» **Given text**:

* Start *

Saturday 19 January 2013

Whaddya Got? Greatest Youth Rebels of Cinema


I began this list by trying to pick my most esteemed film rebels. But with so many, it was an impossible task. They spill out of every cinematic avenue. It is also hard to define a ‘rebel’. Is a slasher murderer a rebel? I suppose, since they are breaking moral and legal conventions. But Michael Myers is not like Bonnie and Clyde. Similarly, people seem to see bank robbers as rebels proper, but not mafia dons. Cary Grant in North by Northwest is a rebel, and one could compile a list based purely on the work of Sam Peckinpah. Also, enthusiasts will enjoy getting all uppity that Johnny Depp got on from Fear and Loathing in Las Vegas and not Dead Man.

So instead, I picked a more limited and recognisable form: the youth rebel. This archetype largely begins in the 1950s, with that decade signalling the advent of the teenager and youth culture in any recognisable form. Some are good: loveable rogues. Some are misunderstood: piteous exemplars of troubled youth. And some are just bad: murderers and actors of evil. This is the top ten:



Johnny Strabler, The Wild One (1953)

* End *

» **Data**:
* Start *

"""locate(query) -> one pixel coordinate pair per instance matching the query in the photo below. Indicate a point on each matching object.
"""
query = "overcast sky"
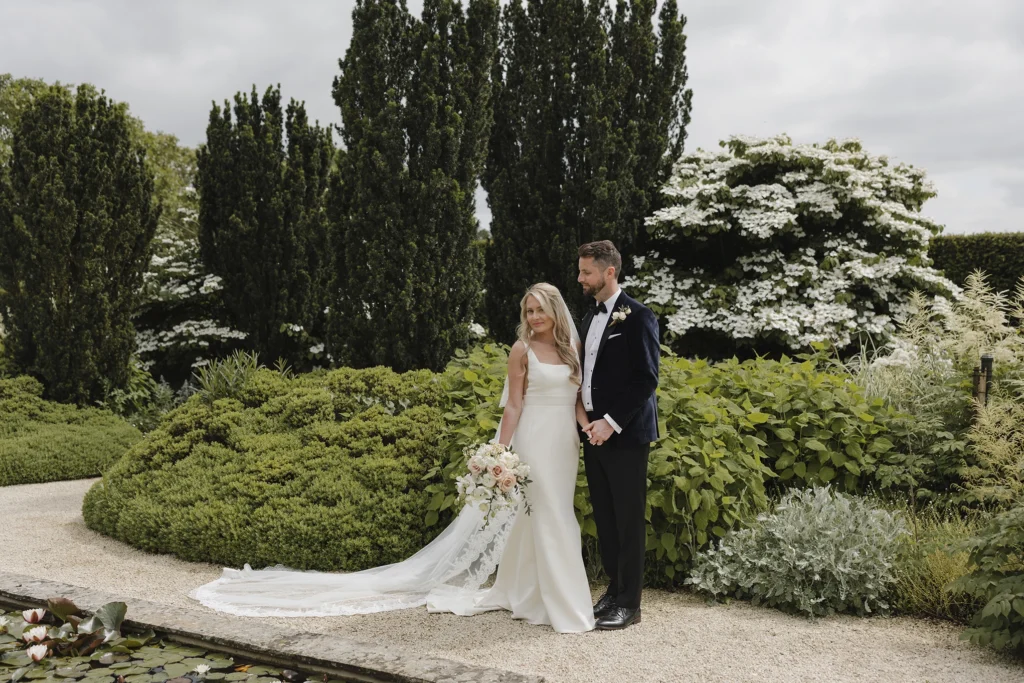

* End *

» **Requirements**:
A – From the post about cinema's youth rebels, extract the passage between "I began this" and "not Dead Man.", inclusive.
B – Render this sentence from the post about cinema's youth rebels into Spanish: "Similarly, people seem to see bank robbers as rebels proper, but not mafia dons."
Base your work solely on the post about cinema's youth rebels.

» **Task solutions**:
A –
I began this list by trying to pick my most esteemed film rebels. But with so many, it was an impossible task. They spill out of every cinematic avenue. It is also hard to define a ‘rebel’. Is a slasher murderer a rebel? I suppose, since they are breaking moral and legal conventions. But Michael Myers is not like Bonnie and Clyde. Similarly, people seem to see bank robbers as rebels proper, but not mafia dons. Cary Grant in North by Northwest is a rebel, and one could compile a list based purely on the work of Sam Peckinpah. Also, enthusiasts will enjoy getting all uppity that Johnny Depp got on from Fear and Loathing in Las Vegas and not Dead Man.

B – De manera similar, la gente parece ver a los ladrones de bancos como verdaderos rebeldes, pero no a los capos de la mafia.